** BEGIN **

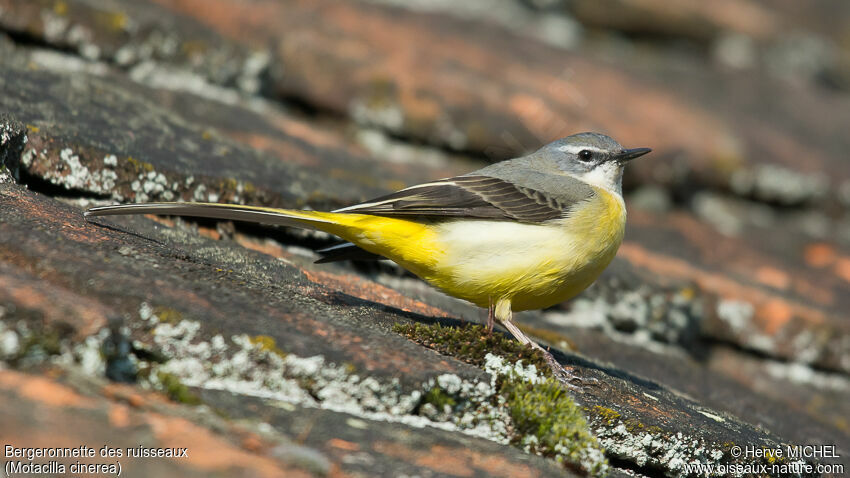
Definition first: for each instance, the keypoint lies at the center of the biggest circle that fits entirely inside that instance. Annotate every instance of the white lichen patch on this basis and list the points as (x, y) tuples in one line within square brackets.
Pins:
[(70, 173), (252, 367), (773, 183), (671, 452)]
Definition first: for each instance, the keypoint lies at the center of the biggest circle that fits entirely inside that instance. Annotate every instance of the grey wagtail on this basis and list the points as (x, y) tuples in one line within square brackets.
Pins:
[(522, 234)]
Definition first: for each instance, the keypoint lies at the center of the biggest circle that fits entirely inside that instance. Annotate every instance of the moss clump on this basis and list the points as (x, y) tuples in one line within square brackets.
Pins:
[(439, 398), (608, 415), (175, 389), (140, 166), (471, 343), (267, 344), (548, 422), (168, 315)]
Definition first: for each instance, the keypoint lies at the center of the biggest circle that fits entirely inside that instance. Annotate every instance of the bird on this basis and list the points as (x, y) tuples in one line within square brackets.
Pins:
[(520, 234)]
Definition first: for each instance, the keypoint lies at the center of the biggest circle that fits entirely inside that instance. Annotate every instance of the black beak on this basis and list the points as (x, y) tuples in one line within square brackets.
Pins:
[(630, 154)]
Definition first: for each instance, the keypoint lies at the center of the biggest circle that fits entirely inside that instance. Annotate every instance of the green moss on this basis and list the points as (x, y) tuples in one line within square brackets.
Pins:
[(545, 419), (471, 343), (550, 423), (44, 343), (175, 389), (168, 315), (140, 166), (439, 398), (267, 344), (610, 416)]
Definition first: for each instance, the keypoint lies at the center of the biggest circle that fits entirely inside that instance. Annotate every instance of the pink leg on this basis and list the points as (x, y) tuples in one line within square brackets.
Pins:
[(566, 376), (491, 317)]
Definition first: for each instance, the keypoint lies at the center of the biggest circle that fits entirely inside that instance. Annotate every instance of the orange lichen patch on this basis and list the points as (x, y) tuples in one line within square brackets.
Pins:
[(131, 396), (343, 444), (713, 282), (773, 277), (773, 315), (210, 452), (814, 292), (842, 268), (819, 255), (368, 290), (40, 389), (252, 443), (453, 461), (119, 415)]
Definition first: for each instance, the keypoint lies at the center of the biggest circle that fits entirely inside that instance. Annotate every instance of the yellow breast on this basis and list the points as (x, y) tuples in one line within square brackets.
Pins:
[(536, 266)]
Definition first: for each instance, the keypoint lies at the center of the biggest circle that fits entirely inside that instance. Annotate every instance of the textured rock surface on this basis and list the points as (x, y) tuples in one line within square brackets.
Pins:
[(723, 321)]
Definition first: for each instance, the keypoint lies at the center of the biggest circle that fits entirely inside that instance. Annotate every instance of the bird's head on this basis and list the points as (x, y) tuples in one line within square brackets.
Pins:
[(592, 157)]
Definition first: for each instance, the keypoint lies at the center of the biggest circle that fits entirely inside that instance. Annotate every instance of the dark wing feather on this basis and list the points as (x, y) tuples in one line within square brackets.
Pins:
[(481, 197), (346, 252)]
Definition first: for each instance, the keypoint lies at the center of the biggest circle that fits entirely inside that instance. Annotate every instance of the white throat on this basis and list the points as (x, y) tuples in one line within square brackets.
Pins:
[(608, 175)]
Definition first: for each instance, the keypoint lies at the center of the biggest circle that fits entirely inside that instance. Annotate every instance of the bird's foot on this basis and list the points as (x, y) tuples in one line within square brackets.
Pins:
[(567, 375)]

** END **

● Exercise brief
Reproduce all of the rows above word for word, leaving out the pictures.

● The result
Definition first: for each instance, the keypoint lies at the center of the biggest circle that fits entirely inside that instance. Annotate every instance of the white lichen patch on this basis and list the points as (x, y) tuples in one line within square brackets.
Pins:
[(70, 173), (252, 367), (773, 183), (671, 452)]
Definition first: for each instance, the keypoint lies at the center of the biggest circle that fits entirely inside that instance. Annotate every instance of the grey wagtail on this basis and list the points as (x, y) tuples in one line within square brackets.
Pins:
[(522, 234)]
Definition first: for each instance, the keypoint lies at the center of the biggest circle that fits entirely inside that instance. Annotate every instance of the moss clump on this basis and list the points as (x, y) tuples in one line within square brackets.
Pins:
[(439, 398), (608, 415), (175, 389), (140, 166), (471, 343), (267, 344), (548, 422), (168, 315)]
Definition first: for each instance, the keypoint lies at the center of the biggest circle that fits entirely inside that instance. Annotate every instance of the bird on this basis and list the points as (x, y) tuples in one line within square brackets.
Pins:
[(520, 234)]
Definition first: for each instance, the keypoint lies at the center of the biggest circle that fits entirely inside that instance. Annotate every instance of the black beak on this basis and list the points as (x, y) tuples in one line within square brackets.
Pins:
[(630, 154)]
Definition first: for each instance, the keypoint lies at the center of the biggest circle that fits entirely inside that instance. Annotate every instance of the green moss on this basis and list the points as (x, y) tuples in one line within square brackets.
Pins:
[(545, 419), (471, 343), (550, 423), (44, 343), (175, 389), (168, 315), (140, 166), (439, 398), (267, 344), (610, 416)]
Definition first: for each instance, the keypoint lies at the center of the biggest circle that fits entirely inside that instance. Annotate every instance of the pink leg on this basis and list the points as (x, y) tuples in one line within square brackets.
Pins:
[(566, 376), (491, 317)]
Definition first: for each instance, the keypoint lies at the center of the biggest circle that fits entirely inside that instance. Annotate every instance of the orange lichen patch on this basis and list the points as (x, y) tuples in one line within square brackets.
Pins:
[(131, 396), (343, 444), (713, 282), (773, 277), (773, 315), (210, 452), (814, 292), (842, 268), (819, 255), (368, 290), (40, 389), (252, 443), (453, 461), (119, 415)]
Definition first: for each instance, the keypoint lies at the center of the biggest circle that fits entirely inside that instance. Annotate every instance of the yellow breast on this basis and list the points as (x, y) tuples in one line within square brackets.
Pins:
[(536, 266)]
Definition first: for each instance, the keypoint lies at the center of the biggest circle that fits entirely inside that instance. Annotate every instance of the textured rock surface on this basis and list the points as (x, y) tuples in one line within square brackets.
Pins:
[(723, 321)]
Definition first: for each instance, the keypoint lies at the center of the biggest circle that fits entirely inside that instance. Annotate every instance of the bird's head on this basis and list the points as (x, y) tuples in one line within square brackets.
Pins:
[(592, 157)]
Definition first: for each instance, the keypoint lies at the center of the biggest circle that fits entirely inside that instance. Annotate every instance of the dark wing feather on this basis and list the points as (x, y) tuples in one line within square brackets.
Pins:
[(481, 197), (346, 252)]
Definition first: for each instance, the keypoint lies at the center of the biggest circle that fits entirely inside that instance. Annotate every instance of the white throat on this basis and list the points as (x, y) tuples in one line within square brackets.
Pins:
[(608, 175)]
Definition first: for each instance, the keypoint lies at the center of the biggest circle that fits entirely inside that instance. Annotate every instance of the bird's foot on this basis and list the points as (x, y) tuples in one line within square brackets.
Pins:
[(567, 375)]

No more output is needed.